Problem requirements:
Exact repetition is required: output every record in full.

Records shown:
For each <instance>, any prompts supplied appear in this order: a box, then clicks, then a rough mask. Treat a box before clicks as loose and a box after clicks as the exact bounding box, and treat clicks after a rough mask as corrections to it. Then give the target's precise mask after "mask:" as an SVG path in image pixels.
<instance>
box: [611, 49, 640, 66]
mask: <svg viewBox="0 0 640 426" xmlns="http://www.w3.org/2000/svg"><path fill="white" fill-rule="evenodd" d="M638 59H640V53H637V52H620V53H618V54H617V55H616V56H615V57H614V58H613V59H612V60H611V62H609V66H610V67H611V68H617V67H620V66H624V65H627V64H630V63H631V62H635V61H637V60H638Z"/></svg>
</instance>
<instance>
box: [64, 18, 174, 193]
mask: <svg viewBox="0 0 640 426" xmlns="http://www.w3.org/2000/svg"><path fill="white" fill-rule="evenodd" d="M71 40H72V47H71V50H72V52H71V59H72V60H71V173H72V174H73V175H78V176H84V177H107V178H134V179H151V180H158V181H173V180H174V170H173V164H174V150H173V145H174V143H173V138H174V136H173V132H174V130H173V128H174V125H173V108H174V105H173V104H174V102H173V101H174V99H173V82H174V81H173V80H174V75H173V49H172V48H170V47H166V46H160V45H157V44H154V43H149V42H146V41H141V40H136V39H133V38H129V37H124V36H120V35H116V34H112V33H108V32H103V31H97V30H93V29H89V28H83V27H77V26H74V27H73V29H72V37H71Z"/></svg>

Written solution:
For each <instance>, any prompts supplied appear in this order: a box, then clicks, then a rough mask. Treat a box before clicks as loose and a box after clicks as the exact bounding box, and treat clicks after a rough mask as corrections to it. Then give the target's precise mask after "mask:" as an SVG path in image pixels.
<instance>
box: [611, 49, 640, 66]
mask: <svg viewBox="0 0 640 426" xmlns="http://www.w3.org/2000/svg"><path fill="white" fill-rule="evenodd" d="M638 59H640V53H637V52H620V53H618V54H617V55H616V56H615V57H614V58H613V59H612V60H611V62H609V66H610V67H611V68H617V67H620V66H624V65H627V64H630V63H631V62H635V61H637V60H638Z"/></svg>
</instance>
<instance>
box: [64, 18, 174, 193]
mask: <svg viewBox="0 0 640 426" xmlns="http://www.w3.org/2000/svg"><path fill="white" fill-rule="evenodd" d="M71 40H72V47H71V50H72V52H71V59H72V60H71V173H72V174H73V175H78V176H84V177H107V178H134V179H151V180H158V181H173V180H174V170H173V164H174V150H173V145H174V143H173V138H174V136H173V132H174V130H173V128H174V125H173V108H174V105H173V104H174V102H173V101H174V99H173V82H174V81H173V80H174V75H173V49H172V48H170V47H166V46H160V45H157V44H154V43H149V42H146V41H141V40H136V39H133V38H129V37H124V36H120V35H116V34H112V33H108V32H103V31H97V30H93V29H89V28H83V27H77V26H74V27H73V29H72V37H71Z"/></svg>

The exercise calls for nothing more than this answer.